# Problem set
A – Write out the passage on Bangladesh's vaccine supply word for word, beginning at "Yet despite being" and stopping after "die each day.".
B – Write what comes next in the passage on Bangladesh's vaccine supply, picking up after its final sentence.
*** Opening of Supplied text ***
Yet despite being home to the world’s largest vaccine industry, India paused those exports as it struggles to inoculate its own population while daily infection rates smash through global records and thousands die each day.

Bangladesh’s Foreign Minister AK Abdul Momen at a briefing in Dhaka on Tuesday complained about India, its sole supplier, reneging on its pledge at a time when the country is experiencing “a sharp spike in infections.” India’s other main rival in the region, Pakistan, is already predominately using Chinese vaccines.
   “Whenever we approached them, they kept saying ‘keep your fingers crossed,’” Momen said. “Now we’ve urged China to give us vaccines as soon as possible, to which they responded positively. But there’s no specific time frame.”

Bangladesh’s drug regulator also approved the emergency use of Russia’s Sputnik V vaccine, clearing the way for imports as early as next month, Mahbubur Rahman, the agency’s director general, said by phone on Tuesday. Bangladesh will expand the sources of vaccines and the government plans to import vaccines from China and the U.S., Rahman said.
*** Close of Supplied text ***
*** Opening of Given records ***
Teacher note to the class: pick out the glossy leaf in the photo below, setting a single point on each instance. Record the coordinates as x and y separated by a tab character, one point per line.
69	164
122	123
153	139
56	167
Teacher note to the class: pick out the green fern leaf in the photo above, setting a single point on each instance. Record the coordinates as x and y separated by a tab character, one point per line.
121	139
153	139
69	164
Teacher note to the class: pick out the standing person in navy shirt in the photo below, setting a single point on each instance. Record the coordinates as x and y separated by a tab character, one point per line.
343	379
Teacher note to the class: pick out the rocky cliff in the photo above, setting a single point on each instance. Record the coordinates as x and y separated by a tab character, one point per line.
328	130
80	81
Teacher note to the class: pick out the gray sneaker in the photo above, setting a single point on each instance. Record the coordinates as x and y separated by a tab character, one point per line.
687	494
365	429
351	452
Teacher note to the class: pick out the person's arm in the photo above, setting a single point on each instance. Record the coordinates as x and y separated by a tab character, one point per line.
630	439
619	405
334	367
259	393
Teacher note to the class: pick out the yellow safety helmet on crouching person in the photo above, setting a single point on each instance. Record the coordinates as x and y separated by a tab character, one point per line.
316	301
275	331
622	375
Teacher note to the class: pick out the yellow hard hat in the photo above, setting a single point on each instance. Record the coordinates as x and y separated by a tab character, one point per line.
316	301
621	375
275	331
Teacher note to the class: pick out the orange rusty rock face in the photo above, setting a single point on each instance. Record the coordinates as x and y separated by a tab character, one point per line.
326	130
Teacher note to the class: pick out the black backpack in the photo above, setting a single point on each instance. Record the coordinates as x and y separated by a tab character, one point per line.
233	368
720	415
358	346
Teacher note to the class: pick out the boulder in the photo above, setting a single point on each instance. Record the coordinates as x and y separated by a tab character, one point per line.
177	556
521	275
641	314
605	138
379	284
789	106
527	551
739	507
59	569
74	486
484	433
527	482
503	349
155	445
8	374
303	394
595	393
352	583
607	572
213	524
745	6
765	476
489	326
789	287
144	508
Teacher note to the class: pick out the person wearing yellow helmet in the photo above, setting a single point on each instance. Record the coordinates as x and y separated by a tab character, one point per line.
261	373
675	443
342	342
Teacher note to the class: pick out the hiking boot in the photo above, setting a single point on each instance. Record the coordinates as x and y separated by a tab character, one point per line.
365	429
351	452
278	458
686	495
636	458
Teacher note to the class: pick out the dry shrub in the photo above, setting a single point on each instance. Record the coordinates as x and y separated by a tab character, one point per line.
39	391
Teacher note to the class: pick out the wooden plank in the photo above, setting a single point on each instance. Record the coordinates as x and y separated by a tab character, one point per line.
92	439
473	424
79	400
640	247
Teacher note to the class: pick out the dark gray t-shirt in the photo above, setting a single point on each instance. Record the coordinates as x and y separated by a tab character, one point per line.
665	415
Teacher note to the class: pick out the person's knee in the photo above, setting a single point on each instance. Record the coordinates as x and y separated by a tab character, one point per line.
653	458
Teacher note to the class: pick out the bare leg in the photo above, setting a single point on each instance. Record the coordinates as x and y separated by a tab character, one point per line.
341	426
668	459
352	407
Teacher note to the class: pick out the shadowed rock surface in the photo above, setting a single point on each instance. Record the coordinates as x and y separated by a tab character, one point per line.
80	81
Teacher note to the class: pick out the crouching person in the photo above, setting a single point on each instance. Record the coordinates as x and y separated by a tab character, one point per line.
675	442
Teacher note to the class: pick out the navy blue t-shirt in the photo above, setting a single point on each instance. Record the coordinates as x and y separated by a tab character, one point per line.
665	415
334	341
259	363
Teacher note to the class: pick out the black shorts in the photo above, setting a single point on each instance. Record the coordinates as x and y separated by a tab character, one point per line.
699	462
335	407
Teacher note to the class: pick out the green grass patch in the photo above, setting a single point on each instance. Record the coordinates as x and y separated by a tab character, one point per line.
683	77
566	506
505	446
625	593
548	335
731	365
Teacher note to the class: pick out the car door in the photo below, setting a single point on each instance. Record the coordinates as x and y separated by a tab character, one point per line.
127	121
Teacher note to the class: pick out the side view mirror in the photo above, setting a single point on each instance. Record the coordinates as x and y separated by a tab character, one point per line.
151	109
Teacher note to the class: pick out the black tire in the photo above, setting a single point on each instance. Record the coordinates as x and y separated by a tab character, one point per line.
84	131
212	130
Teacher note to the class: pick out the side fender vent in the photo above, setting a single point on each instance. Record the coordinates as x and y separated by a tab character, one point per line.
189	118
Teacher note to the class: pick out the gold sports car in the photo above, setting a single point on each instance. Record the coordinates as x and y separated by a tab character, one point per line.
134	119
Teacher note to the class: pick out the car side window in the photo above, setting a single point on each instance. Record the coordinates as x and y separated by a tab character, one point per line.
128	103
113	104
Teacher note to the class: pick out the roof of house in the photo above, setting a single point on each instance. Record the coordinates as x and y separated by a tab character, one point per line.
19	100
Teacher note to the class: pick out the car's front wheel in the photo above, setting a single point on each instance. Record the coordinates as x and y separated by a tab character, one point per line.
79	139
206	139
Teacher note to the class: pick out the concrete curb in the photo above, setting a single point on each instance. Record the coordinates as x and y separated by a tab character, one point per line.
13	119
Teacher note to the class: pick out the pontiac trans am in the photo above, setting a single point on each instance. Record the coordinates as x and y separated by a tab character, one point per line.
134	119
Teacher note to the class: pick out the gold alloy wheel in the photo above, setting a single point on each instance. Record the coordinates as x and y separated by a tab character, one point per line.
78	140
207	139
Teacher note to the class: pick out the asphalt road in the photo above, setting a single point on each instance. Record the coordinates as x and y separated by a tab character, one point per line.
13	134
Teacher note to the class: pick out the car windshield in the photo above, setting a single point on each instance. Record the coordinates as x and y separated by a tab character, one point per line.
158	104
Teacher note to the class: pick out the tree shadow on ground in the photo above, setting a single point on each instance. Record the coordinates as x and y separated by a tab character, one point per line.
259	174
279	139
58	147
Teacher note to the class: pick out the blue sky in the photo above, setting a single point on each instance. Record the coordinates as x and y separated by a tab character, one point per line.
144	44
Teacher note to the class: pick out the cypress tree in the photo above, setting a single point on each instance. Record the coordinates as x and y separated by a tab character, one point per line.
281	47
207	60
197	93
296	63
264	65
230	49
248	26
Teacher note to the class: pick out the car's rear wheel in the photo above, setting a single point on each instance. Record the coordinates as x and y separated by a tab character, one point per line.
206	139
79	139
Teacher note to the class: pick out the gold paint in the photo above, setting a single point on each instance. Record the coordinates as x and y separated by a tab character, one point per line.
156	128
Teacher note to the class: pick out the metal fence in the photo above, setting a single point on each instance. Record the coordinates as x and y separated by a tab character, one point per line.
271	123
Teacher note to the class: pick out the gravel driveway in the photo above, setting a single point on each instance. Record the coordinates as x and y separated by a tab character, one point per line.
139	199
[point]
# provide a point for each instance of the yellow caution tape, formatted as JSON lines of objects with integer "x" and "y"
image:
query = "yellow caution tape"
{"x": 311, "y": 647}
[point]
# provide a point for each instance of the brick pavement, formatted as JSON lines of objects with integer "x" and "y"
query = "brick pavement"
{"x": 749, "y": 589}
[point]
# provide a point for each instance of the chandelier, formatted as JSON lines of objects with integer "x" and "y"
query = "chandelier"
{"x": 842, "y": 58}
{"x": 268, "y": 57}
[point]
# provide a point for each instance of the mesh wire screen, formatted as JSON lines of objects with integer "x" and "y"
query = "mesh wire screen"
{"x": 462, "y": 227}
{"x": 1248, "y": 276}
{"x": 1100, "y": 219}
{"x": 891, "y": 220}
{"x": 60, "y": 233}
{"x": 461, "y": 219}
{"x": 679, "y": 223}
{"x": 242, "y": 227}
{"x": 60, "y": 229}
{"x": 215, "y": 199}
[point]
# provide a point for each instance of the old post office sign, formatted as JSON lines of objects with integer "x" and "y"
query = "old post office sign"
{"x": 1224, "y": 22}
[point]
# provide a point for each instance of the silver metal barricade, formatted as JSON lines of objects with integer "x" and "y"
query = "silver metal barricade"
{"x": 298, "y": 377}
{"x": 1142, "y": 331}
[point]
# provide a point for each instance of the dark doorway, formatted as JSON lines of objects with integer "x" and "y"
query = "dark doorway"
*** Close of Given records ***
# Your responses
A –
Yet despite being home to the world’s largest vaccine industry, India paused those exports as it struggles to inoculate its own population while daily infection rates smash through global records and thousands die each day.

B –
Even if the shipments are made, it’s unclear if there would be a large uptake of the Chinese shots given their less than stellar efficacy rates compared with some of the other major vaccines in circulation, particularly the mRNA shots that offer more than 90% effectiveness in preventing infections.

During Tuesday’s meeting, Wang reiterated that China is willing to offer assistance to India to fight an overwhelming outbreak that’s left its health system in tatters. Wang added that China had sent a meeting invitation to India as well.